#### Page excerpt
# Does rocks cause algea problems ?



## zQ. (Dec 15, 2006)

I got some rock in this tank http://www.aquaticplantcentral.com/forumapc/aquascaping/40155-my-newly-iwagumi.html
But algea always appear,even when i change 30% of water everyday.The density of plant is thich too,almost cover up the substrate.But algea is still blooming.So there are two case left.
1 is about the water quality
2 is about the rock discharges something to cause algea.
Need helps !


----------



## hoppycalif (Apr 7, 2005)

Rocks don't cause algae. You need to have active growth of a lot of plants to prevent algae. The growing plants will use up any small spikes of ammonia that show up in the tank, before the ammonia causes algae to start growing. So, the first step is to have an adequate number of plants, which you seem to have. Next is to provide those plants with CO2 and fertilizers. You have 4 watts per gallon, which is very high light, making it very important that you keep about 30 ppm of CO2 in the water, and use a complete set of fertilizers, with nitrates, phosphates, potassium and trace elements always at adequate amounts. Then, if you remove or kill all of the algae in the tank, it should not start growing again. Reducing the amount of light to half of what it is now would make all of this much easier.
########
#### Dataset rows
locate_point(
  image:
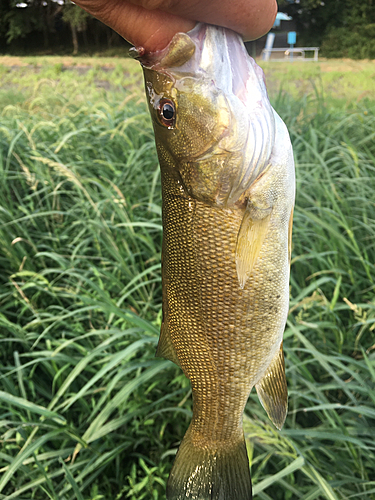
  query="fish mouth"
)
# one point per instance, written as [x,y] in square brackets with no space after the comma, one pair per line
[217,60]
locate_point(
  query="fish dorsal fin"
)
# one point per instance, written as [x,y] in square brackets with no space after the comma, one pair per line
[165,347]
[272,390]
[250,239]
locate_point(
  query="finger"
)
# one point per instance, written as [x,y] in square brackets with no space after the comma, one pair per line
[250,18]
[151,29]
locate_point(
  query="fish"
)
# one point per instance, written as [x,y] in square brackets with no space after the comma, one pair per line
[228,190]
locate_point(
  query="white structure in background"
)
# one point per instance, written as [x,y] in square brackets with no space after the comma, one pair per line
[289,52]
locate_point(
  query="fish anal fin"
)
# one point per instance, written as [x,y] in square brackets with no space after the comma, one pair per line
[165,347]
[210,473]
[290,229]
[272,390]
[250,239]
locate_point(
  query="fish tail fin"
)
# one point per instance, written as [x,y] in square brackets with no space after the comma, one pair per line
[204,473]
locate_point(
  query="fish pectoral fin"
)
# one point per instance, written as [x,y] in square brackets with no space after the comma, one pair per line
[272,390]
[250,239]
[165,347]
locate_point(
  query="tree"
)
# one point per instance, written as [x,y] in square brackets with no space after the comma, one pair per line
[341,27]
[77,19]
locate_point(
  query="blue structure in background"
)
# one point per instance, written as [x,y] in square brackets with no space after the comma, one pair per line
[292,37]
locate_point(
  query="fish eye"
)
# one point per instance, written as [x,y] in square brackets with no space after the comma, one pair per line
[167,112]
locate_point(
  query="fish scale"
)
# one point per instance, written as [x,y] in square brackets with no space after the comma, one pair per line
[227,175]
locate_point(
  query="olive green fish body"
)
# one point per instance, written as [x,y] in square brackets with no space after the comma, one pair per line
[228,193]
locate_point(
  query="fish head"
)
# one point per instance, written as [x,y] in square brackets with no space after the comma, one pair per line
[214,126]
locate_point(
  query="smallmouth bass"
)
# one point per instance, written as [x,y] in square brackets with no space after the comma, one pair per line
[228,191]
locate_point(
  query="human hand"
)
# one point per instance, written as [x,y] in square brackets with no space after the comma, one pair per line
[153,23]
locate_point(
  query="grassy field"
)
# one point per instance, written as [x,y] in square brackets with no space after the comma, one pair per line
[87,412]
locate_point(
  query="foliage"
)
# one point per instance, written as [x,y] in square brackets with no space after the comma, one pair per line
[87,412]
[356,43]
[344,28]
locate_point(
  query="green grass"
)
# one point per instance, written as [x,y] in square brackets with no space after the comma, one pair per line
[86,410]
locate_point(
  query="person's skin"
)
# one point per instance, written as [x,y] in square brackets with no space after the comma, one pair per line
[152,23]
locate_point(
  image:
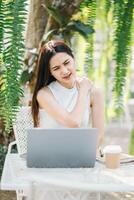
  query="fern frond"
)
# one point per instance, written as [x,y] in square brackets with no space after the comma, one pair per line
[123,18]
[91,17]
[11,92]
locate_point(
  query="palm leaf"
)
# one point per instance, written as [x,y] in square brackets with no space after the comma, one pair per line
[123,18]
[11,92]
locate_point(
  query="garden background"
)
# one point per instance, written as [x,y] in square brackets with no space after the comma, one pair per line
[101,36]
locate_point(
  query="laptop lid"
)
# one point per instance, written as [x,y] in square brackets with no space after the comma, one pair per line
########
• [Work to complete]:
1) Can you repeat, word for word, the stretch of the rocks-and-algae thread from "I got some rock" through "two case left."?
2) Would you carry on the rocks-and-algae thread from the point where it stops?
The entries above come from a different source than the rocks-and-algae thread.

• [Written answers]:
1)
I got some rock in this tank http://www.aquaticplantcentral.com/forumapc/aquascaping/40155-my-newly-iwagumi.html
But algea always appear,even when i change 30% of water everyday.The density of plant is thich too,almost cover up the substrate.But algea is still blooming.So there are two case left.

2)
That is a very beautiful aquarium, so I hope you can find a way to get rid of the algae.


----------



## zQ. (Dec 15, 2006)

Thank you so much,i'll try with your helps.


----------



## Roy Deki (Apr 7, 2004)

I agree, rocks do not cause algae....I did have a tank with some petrified wood that was the bane of my green water issue. It went away only after removing the P. wood.


----------



## zQ. (Dec 15, 2006)

I dont know what do you meant.


> I agree, rocks do not cause algae.


then 


> It went away only after removing the P. wood.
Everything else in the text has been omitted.